Job:
In the design-optimization excerpt below, for which values of \(\lambda\) is the optimal design computed?

##### Extract to read

This can be done by means of the function AverageN2()
.
6.5.1 Objective
As in variant V.3, a mixed criterion is minimized. Here, it consists of expected sample size under the point prior and the average of \(n_2\).
6.5.2 Constraints
The inequalities from variant V.1 can still be used.
6.5.3 Initial Design
The previous initial design with order \(8\) is applied. However, this case requires the definition of an upper-bound for \(c_2\). Otherwise, very small \(n_2\)-values and very large \(c_2\)-values would appear close to the early-futility-stop boundary in order to decrease the average \(n_2\).
6.5.4 Optimization
The optimal design is computed for two values of \(\lambda\): 0.01 and 0.1.
6.5.5 Test cases
As first step, we check if the maximum number of iterations was not exceeded in both cases.
opt_n2 %>%
transmute(
lambda,
iterations = purrr::map_int(opt_n2$design,
~.$nloptr_return$iterations) ) %>%
{print(.); .} %>%
{testthat::expect_true(all(.$iterations < opts$maxeval))}
## # A tibble: 2 × 2
## lambda iterations
## <dbl> <int>
## 1 0.01 18398
## 2 0.1 11123
As second step, the type one error rate and power restrictions are tested
by simulation and by calling evaluate
.
opt_n2 %>%
transmute(
lambda,
toer = map_dbl(design,
~evaluate(Power(datadist, PointMassPrior(.0, 1)), .$design) ),
toer_sim = purrr::map(opt_n2$design,
~sim_pr_reject(.[[1]], .0, datadist)$prob),
power = map_dbl(design,
~evaluate(Power(datadist, PointMassPrior(.3, 1)), .$design) ),
power_sim = purrr::map(opt_n2$design,
~sim_pr_reject(.[[1]], .3, datadist)$prob) ) %>%
unnest(., c(toer, toer_sim, power, power_sim)) %>%
{print(.); .} %>% {
testthat::expect_true(all(.$toer <= alpha * (1 + tol)))
testthat::expect_true(all(.$toer_sim <= alpha * (1 + tol)))
testthat::expect_true(all(.$power >= min_power * (1 - tol)))

##########
##### Supplied records

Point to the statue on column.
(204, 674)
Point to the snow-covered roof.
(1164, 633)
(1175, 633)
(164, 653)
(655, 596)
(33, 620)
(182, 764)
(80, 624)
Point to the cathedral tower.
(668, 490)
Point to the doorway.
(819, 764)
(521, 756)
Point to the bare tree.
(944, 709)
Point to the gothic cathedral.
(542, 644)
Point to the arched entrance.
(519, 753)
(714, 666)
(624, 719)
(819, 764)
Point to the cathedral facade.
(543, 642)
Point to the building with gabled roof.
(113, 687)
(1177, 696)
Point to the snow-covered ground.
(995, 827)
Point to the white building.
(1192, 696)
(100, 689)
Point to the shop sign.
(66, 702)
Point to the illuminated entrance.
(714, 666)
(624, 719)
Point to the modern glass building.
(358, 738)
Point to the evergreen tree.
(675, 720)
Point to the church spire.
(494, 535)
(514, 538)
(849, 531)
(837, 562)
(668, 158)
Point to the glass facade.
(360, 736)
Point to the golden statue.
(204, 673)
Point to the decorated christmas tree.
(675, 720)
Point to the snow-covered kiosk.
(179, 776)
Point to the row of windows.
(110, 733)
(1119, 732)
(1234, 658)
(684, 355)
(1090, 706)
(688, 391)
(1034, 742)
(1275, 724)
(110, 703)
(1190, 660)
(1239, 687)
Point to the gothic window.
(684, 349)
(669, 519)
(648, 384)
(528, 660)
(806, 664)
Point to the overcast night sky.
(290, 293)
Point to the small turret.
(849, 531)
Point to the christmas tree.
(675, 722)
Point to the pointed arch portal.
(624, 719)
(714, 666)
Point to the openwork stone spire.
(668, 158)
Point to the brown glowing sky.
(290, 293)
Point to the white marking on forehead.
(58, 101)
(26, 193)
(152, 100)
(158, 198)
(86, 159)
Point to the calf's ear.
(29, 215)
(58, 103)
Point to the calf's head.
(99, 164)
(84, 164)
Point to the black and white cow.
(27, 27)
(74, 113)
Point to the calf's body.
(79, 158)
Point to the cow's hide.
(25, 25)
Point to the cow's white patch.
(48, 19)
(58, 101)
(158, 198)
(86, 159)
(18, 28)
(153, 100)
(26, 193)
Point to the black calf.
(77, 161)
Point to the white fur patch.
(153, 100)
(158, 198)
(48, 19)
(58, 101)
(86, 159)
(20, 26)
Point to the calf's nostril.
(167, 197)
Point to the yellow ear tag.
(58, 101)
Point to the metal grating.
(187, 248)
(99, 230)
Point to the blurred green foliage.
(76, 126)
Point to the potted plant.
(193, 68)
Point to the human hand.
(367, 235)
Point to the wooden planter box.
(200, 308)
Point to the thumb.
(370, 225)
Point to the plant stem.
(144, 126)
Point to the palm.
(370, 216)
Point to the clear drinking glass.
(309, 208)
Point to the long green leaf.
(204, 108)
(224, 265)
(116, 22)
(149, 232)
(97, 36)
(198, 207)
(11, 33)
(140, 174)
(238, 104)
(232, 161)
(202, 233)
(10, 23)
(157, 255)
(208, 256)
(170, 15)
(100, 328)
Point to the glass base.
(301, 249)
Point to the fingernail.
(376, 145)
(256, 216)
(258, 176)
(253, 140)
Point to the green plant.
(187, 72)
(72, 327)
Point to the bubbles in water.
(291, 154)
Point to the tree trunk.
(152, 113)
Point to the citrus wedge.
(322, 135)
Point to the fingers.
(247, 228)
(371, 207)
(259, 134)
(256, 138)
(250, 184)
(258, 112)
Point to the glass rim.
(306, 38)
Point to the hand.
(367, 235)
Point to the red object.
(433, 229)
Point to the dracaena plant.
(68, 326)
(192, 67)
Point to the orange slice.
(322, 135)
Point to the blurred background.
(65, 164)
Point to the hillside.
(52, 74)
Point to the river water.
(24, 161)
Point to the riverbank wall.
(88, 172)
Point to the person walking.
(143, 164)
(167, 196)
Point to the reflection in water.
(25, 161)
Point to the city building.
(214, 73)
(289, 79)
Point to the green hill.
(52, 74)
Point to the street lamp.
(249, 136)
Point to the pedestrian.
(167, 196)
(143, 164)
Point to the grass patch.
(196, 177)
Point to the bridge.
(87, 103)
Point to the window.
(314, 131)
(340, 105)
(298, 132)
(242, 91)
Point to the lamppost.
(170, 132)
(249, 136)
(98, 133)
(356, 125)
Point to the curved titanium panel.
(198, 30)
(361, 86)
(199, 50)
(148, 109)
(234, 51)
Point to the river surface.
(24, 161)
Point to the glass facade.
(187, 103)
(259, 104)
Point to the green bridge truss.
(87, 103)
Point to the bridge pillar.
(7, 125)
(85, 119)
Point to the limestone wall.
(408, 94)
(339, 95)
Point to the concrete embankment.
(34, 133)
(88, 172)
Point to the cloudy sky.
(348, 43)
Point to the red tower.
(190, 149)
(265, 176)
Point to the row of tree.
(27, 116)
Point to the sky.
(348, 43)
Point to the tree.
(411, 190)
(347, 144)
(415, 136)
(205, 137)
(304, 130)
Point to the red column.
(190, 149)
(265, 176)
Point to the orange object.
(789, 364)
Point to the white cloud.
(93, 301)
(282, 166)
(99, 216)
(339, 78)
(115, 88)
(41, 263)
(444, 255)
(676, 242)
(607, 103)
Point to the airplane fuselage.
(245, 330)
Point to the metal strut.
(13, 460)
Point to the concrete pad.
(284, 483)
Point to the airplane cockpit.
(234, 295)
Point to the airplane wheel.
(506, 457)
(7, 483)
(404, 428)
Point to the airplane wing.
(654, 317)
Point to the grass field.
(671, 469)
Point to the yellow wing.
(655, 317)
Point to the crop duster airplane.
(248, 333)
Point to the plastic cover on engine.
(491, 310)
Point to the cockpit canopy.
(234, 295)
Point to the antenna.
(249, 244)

##########

Right answer:
0.01 and 0.1